Assignment: Repeat, word for word, the part of the credit market notes between "Investment-grade market usually" and "calendar coming up.", inclusive.

Document segment:
What’s different? No flight to quality. In the past, the best companies didn’t feel the pain; today, they all are, including mega-caps.
The large-caps enjoyed low cost of commercial paper; now they have to revisit entire capital structure.
Investment-grade market usually recovers quite quickly. We’ve done deals > $63B in total supply; but even when you over 60-90bps better pricing, the bonds are not selling as we’d expect.
Huge new issue calendar coming up.
The old credit desk culture doesn’t exist any more.
The energy collapse is a double whammy.
Banks are incredibly healthy.
Expecting big bifurcation between the best and the rest. Big, healthy will be at the front of the queue. Smaller, market cap collapsed, will not.
European banks: some of the market caps for big wealth managers vs some of the commitments they’re still writing worry me.
CARES act — what does that mean for airlines and cruises? Where do the banks sit vs government?
Big tech company asked: what do we do about payables? No one knows what the credit quality is. Can the Fed provide a mechanism to allow companies to extend AP days?
Q: Bernanke said that in the Great Depression, banks would not lend to small enterprises. Who is going to lend to the small players in this situation?
We’re providing support up and down the size spectrum on the credit side.
Lots of fintech people since we can do this better than we can — but in a credit we’re seeing that tested.
Speaker: Senior investment banker. Topic: What are you hearing from your corporate clients and access to markets?
Many of our clients are PE/VC owned.
Corporate portfolio managers, public credit/equity funds, PE funds: if they are already invested, they are focused on damage assessment.
Lots of corporates, the stronger ones, are thinking about how we take advantage of the position.
No one we have heard is having trouble drawing down revolver. Everyone is doing it except some high-yield borrowers who have maintenance covenants, and would have new targets they’d have to it. They are the only exception.
Public equities: 10 days ago people were doing converts; that’s stopped last week.
Lots of capital out there to be put to work. Question is how much goes to new names, how much has to go to existing portfolio.
We’ve heard of 20 structured credit funds who are preparing to help be a solution but they will charge a big price.
Speaker: Fintech founder specialised in Big Data Topic: What do you see from big data?
What data are we looking at?
Bloomberg survey: 10 days ago forecast was +1.4% for the quarter and the year. Those clearly no longer apply. Very rapid change.
As of March 14th: how often do people visit a retail establishment based on mobile phones? Down 13-15% nation-wide, seasonally adjusted. Concentrated in the northeast and the west coast which tracks the outbreaks.
Even around New Rochelle, when containment started and before NYC controls, we saw aggregate activity in NYC down. Friday-Saturday was quite active, but retail visits overall were down even including more grocery shopping.

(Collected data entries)
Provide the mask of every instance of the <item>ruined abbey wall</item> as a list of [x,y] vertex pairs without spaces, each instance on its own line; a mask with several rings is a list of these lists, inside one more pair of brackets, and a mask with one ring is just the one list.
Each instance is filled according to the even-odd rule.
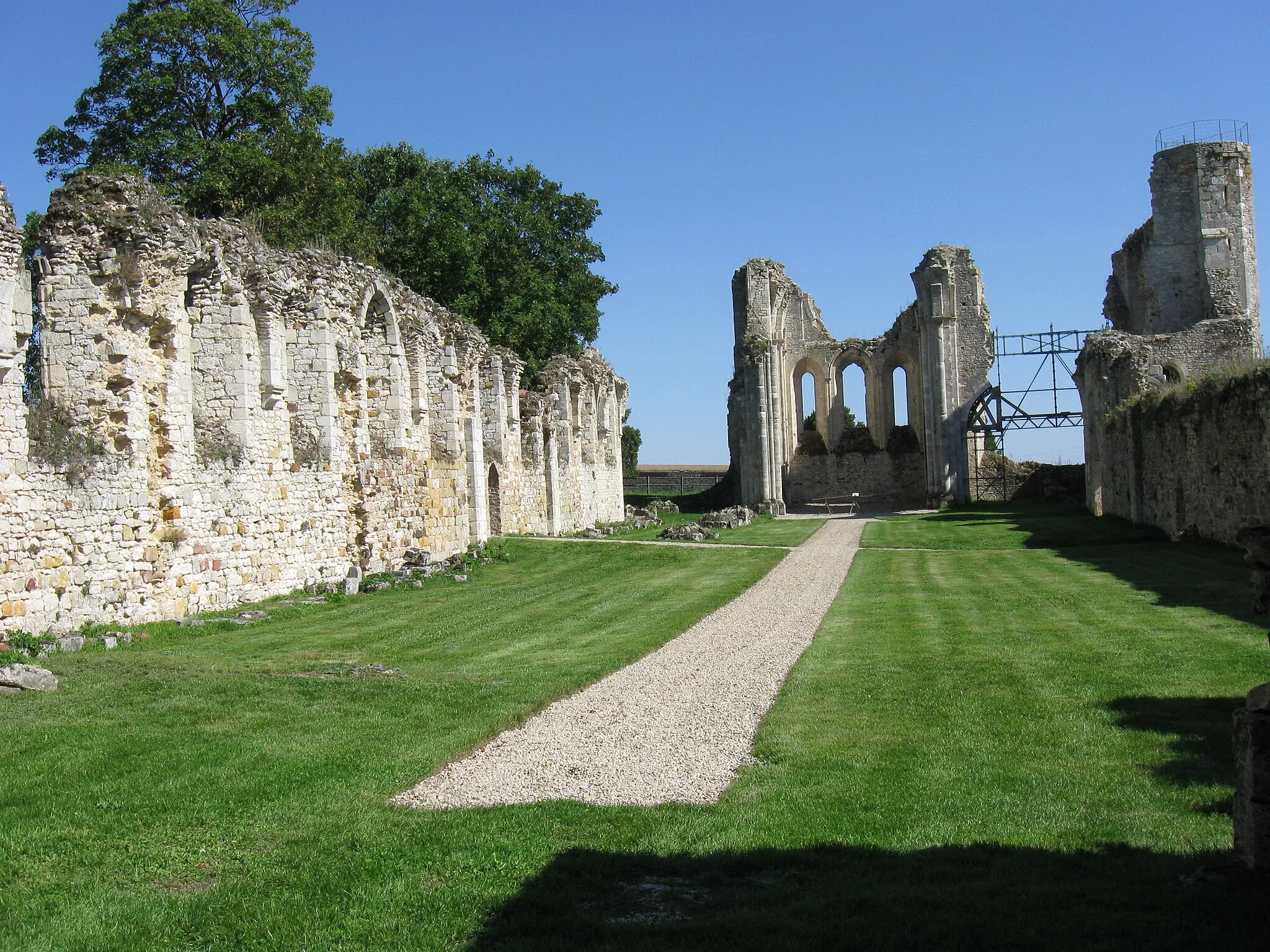
[[[1270,520],[1260,385],[1187,395],[1261,357],[1251,152],[1201,142],[1156,154],[1152,217],[1113,255],[1104,316],[1077,359],[1087,503],[1233,542]],[[1163,407],[1163,409],[1161,409]]]
[[[917,300],[885,334],[836,340],[784,265],[754,259],[733,278],[735,371],[728,438],[740,501],[777,512],[859,493],[866,508],[969,501],[978,458],[966,421],[988,388],[992,327],[969,250],[939,246],[912,274]],[[842,373],[865,376],[866,428],[846,426]],[[895,425],[895,368],[908,424]],[[815,432],[799,382],[815,381]],[[904,399],[904,397],[902,397]]]
[[77,176],[41,244],[36,409],[0,201],[0,631],[180,617],[406,548],[622,519],[627,388],[594,350],[523,390],[513,353],[394,278],[140,180]]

Solved exercise:
Investment-grade market usually recovers quite quickly. We’ve done deals > $63B in total supply; but even when you over 60-90bps better pricing, the bonds are not selling as we’d expect.
Huge new issue calendar coming up.